_TASK DESCRIPTION_.
Retype all of the data below word for word, changing nothing.

════════════════════

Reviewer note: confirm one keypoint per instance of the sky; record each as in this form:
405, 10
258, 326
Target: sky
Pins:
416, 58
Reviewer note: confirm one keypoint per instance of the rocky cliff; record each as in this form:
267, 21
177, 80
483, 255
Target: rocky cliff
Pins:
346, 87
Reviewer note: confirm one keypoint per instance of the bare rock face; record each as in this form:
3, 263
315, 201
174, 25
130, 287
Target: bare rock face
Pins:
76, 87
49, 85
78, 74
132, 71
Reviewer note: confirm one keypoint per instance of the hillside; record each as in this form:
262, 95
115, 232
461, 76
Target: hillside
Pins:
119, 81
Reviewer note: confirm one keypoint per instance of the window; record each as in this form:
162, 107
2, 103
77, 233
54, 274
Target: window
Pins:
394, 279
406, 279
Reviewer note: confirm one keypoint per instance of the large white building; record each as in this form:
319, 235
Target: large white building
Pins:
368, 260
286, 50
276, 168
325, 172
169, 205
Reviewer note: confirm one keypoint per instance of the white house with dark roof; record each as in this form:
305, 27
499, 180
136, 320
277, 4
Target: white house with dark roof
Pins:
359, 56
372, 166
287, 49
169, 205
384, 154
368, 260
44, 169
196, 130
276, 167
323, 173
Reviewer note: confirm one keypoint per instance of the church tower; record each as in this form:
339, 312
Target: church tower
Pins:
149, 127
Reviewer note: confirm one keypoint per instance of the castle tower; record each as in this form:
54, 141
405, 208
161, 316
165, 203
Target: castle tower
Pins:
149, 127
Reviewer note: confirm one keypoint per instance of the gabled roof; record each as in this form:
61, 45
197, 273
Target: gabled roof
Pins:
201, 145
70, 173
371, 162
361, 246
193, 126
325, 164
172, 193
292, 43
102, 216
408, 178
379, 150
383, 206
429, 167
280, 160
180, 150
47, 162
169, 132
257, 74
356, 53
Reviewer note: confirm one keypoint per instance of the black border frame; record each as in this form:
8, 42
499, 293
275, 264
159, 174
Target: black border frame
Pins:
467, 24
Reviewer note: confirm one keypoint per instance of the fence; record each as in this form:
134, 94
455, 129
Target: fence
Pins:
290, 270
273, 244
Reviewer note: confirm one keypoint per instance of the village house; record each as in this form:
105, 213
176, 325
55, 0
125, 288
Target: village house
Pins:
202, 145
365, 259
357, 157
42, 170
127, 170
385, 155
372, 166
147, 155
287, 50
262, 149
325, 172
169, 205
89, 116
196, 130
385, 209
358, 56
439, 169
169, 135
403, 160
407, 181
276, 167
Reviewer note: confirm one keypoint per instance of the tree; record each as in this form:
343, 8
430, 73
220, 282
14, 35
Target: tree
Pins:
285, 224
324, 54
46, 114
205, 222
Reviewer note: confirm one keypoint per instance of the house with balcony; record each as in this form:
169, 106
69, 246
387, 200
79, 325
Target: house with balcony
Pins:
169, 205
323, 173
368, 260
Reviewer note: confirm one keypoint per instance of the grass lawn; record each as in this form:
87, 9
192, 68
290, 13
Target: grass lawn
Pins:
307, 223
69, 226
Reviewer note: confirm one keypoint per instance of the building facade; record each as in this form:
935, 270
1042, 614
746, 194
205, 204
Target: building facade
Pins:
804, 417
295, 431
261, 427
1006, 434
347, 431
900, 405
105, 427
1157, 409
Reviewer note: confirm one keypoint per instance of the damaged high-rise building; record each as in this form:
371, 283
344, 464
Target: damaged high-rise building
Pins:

════════════════════

_EXPECTED ANSWER_.
Reviewer note: confirm one keypoint per instance of the sky; record each as in this form:
405, 10
258, 326
Target: sky
Pins:
416, 58
Reviewer note: confirm one keypoint per instance of the rocky cliff; record each as in this form:
267, 21
177, 80
483, 255
Target: rocky cliff
Pins:
346, 87
Reviewer note: confirm one keypoint per instance of the bare rock face; record each as in this form:
3, 263
315, 201
174, 25
130, 287
Target: bare rock face
Pins:
76, 87
49, 85
78, 74
132, 71
Reviewer note: confirm one keypoint per instance of the hillside; record each as in this form:
262, 95
115, 232
461, 76
Target: hillside
Pins:
119, 81
Reviewer note: confirm one keypoint per instance of the window; record each as in this form:
162, 107
2, 103
77, 233
54, 274
Target: window
Pins:
394, 279
406, 279
Reviewer note: confirm one keypoint per instance of the large white building; record each as in this form:
319, 235
Target: large white building
Pins:
368, 260
286, 50
276, 168
325, 172
169, 205
Reviewer note: confirm one keypoint per instance of the white house with dark roof; record each as in this form:
305, 27
499, 180
136, 320
277, 4
Target: white house with dark roof
Pins:
359, 56
372, 166
287, 49
169, 205
384, 154
368, 260
44, 169
196, 130
276, 167
323, 173
Reviewer note: confirm one keypoint per instance of the church tower; record each as in this form:
339, 312
Target: church tower
Pins:
149, 127
Reviewer note: confirm one keypoint per instance of the castle tower; record each as in this form:
54, 141
405, 208
161, 316
165, 203
Target: castle tower
Pins:
149, 127
Reviewer note: confirm one keypoint per instance of the gabled roof; record each as in this form:
61, 45
197, 273
Target: gabled roof
Pins:
201, 145
70, 173
371, 162
361, 246
193, 126
325, 164
172, 193
292, 43
102, 216
408, 178
379, 150
383, 206
429, 167
280, 160
180, 150
47, 162
169, 132
257, 74
356, 53
Reviewer note: confirm one keypoint per instance of the black border frame; record each as in this form:
8, 42
499, 293
275, 264
159, 174
Target: black border frame
Pins:
467, 24
Reviewer note: confirm one keypoint per instance of the fence; record each as in this form:
134, 94
455, 129
Target: fence
Pins:
290, 270
273, 244
Reviewer note: confirm one keypoint per instance of the village house; record each as in this form:
105, 213
176, 325
55, 0
125, 288
Target: village house
Pins:
202, 145
365, 259
357, 157
42, 170
127, 170
385, 155
372, 166
147, 155
287, 50
262, 149
325, 172
169, 205
89, 116
196, 130
385, 209
358, 56
439, 169
169, 135
403, 160
407, 181
276, 167
Reviewer note: confirm one keypoint per instance of the tree; record each as in this form:
343, 8
430, 73
220, 282
14, 35
Target: tree
Pins:
285, 224
324, 54
46, 114
205, 222
Reviewer note: confirm one keypoint per instance of the house with balcony; record each as in this form:
169, 106
69, 246
387, 200
79, 325
Target: house with balcony
Pins:
169, 205
323, 173
368, 260
Reviewer note: confirm one keypoint per instance of the grass lawn; record each as in this form:
87, 9
192, 68
290, 13
Target: grass lawn
Pins:
307, 223
69, 226
Reviewer note: confirm one keypoint per instance of the building facade; record each as in this form:
935, 270
1042, 614
746, 194
205, 204
Target: building facade
Pins:
804, 417
295, 431
261, 427
1006, 434
347, 431
900, 405
105, 427
1157, 409
Reviewer note: confirm one keypoint per instance of the damaged high-rise building; record each as in this form:
371, 283
344, 464
Target: damaged high-rise building
Pins:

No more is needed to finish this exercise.